戸田光太郎の2000年日記

2000年1月21日 

2000年
1月21日(金)


勤め人としての最終日である。
七年半勤務した。こちらのテレビ業界では、ひとところに七年半もいるというの
は長老である。実際、僕は部門の中では二番目の古株となっていた。
僕が入社した当時からいる人間は七百人のうちの五人くらいだ。まあ、平均三年
で人は動く。
人事部の英国人女性Sが電話してきた。コンピューターと携帯と社員証と入室時に
いる磁気カードを引き上げにくるという。
僕はマッキントッシュのパワーブックとPCのシンクパッドを彼女に返した。「これ
がないと全く仕事は出来そうにないな」 実に我々はコンピューターなしでは何も
出来ない体になっている。
「私、自分の仕事ではこの部分が一番嫌い」と彼女。

= 課題の要件 =
1 – 日記のうち、「勤め人としての最終日である。」から始まり「出来ない体になっている。」で終わる部分を、一字も変えずに書き写してください。
2 – 日記の内容を二文で要約してください。
3 – 日記の最後の文に続く文章を書いてください。

= 提供された項目 =

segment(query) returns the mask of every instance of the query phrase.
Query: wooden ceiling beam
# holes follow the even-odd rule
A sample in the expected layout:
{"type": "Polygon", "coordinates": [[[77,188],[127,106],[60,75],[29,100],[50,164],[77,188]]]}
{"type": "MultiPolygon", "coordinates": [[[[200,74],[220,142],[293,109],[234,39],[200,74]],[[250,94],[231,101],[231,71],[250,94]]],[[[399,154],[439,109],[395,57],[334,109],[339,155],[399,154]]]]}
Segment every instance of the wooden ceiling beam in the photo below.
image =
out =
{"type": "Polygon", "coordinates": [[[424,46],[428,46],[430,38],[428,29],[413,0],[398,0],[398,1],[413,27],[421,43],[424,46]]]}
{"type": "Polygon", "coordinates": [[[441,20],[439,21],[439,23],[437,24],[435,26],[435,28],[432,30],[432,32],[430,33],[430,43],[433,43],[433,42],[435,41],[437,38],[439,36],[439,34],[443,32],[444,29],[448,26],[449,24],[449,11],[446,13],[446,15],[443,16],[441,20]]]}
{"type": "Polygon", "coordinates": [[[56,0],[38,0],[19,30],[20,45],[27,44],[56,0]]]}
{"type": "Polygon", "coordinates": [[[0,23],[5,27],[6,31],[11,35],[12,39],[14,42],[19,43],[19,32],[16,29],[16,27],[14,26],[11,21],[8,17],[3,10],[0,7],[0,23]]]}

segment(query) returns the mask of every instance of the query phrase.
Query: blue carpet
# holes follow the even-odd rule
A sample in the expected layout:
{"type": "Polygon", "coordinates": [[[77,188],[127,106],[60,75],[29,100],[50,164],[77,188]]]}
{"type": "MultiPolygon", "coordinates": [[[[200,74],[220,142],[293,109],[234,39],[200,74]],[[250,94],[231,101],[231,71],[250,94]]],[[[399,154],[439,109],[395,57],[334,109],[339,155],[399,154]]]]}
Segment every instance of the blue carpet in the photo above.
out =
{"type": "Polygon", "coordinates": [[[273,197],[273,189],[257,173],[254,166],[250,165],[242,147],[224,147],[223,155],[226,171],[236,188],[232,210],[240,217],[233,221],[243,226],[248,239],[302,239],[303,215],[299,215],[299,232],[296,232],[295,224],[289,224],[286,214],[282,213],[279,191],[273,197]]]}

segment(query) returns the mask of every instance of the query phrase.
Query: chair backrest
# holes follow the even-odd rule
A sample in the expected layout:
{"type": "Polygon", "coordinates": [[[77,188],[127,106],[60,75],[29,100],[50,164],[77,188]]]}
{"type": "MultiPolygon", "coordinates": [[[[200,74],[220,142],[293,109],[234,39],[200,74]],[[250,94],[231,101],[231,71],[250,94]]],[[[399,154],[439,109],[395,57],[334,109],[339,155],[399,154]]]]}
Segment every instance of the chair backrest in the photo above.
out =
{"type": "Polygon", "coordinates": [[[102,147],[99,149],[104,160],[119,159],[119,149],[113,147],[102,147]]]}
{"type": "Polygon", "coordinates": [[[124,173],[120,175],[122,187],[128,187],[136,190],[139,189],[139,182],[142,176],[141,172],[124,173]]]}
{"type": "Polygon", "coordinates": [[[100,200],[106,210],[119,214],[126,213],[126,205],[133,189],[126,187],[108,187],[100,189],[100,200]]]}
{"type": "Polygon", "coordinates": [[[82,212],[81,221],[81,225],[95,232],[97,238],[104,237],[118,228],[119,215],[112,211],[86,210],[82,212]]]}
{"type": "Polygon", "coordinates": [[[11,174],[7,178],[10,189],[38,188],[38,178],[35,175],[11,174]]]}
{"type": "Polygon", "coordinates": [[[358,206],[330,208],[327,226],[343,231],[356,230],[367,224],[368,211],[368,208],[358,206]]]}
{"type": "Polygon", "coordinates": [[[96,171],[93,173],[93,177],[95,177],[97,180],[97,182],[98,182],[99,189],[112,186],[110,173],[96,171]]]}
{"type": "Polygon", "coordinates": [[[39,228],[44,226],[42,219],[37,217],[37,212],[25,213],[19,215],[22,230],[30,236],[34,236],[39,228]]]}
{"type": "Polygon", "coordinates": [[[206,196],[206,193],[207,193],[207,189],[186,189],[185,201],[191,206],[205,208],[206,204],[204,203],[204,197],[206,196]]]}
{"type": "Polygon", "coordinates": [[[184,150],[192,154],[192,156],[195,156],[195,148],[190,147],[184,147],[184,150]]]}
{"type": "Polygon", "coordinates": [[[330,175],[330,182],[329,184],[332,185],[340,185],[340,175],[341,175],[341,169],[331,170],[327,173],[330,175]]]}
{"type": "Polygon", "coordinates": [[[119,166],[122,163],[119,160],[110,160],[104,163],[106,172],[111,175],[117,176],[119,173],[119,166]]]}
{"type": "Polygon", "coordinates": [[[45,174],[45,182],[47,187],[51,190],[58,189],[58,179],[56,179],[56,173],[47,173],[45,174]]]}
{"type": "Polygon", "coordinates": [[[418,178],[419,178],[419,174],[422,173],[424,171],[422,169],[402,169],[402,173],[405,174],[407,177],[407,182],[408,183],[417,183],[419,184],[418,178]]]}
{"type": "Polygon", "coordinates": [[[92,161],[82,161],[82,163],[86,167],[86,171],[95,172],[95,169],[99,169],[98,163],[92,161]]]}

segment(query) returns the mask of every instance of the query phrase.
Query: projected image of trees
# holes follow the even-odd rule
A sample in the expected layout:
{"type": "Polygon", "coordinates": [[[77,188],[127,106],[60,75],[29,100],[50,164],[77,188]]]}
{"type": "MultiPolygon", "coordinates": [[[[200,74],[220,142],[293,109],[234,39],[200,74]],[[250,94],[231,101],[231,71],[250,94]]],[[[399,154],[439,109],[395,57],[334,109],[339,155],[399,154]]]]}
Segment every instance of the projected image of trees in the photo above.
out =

= 想定される解答 =
1 –
勤め人としての最終日である。
七年半勤務した。こちらのテレビ業界では、ひとところに七年半もいるというの
は長老である。実際、僕は部門の中では二番目の古株となっていた。
僕が入社した当時からいる人間は七百人のうちの五人くらいだ。まあ、平均三年
で人は動く。
人事部の英国人女性Sが電話してきた。コンピューターと携帯と社員証と入室時に
いる磁気カードを引き上げにくるという。
僕はマッキントッシュのパワーブックとPCのシンクパッドを彼女に返した。「これ
がないと全く仕事は出来そうにないな」 実に我々はコンピューターなしでは何も
出来ない体になっている。

2 – 筆者は七年半勤めた職場での勤め人としての最終日を迎えましたが、その在籍期間はテレビ業界では長老と言えるほどで、部門内で二番目の古株になっていました。人事部の英国人女性Sからコンピューターや携帯などを引き上げに来ると電話があり、筆者はパワーブックとシンクパッドを彼女に返しました。

3 –
「ねえ、教えて欲しいんだけど、もう全ては終わったわけだから。あなたは最後に
Cと連れ立って僕とミーティングした19日、Cまでがリストラされるの知ってい
たの?」
「ええ。あの三日前にお偉方から知らされたわ」
つまり、この月曜日だ。「Cは僕との最後の面談の時、自分の運命を知らされてい
たの?」
「いいえ。Cがお偉方に呼ばれたのは翌朝、つまり木曜日の朝ですもの」
「じゃあ、あの時知っていたのは、あなただけだったのか」
「本当に今週はクタクタだったわ」消耗した顔だ。
僕は彼女から小切手を二枚受け取り、書類を説明され、いつでも帰っていいこと
になった。
腹が減った。外に出てビルディング・ソサエティーに二枚の小切手を入れた。窓
口の男性に聞く。「現金化されるのは?」
「六日後です」
この金には出来るだけ手をつけたくない。「与志野」まで歩いて、「ミニ懐石」を食
べる。カウンターの中で割烹着を着て給仕している金髪女性の存在が面白い。何
人だろう?
オフィスに戻って私物を整理した。東京のNさんから頂いたHITACHIのデスクトッ
プが一番大切である。
と、長身の英国人の局長に呼ばれた。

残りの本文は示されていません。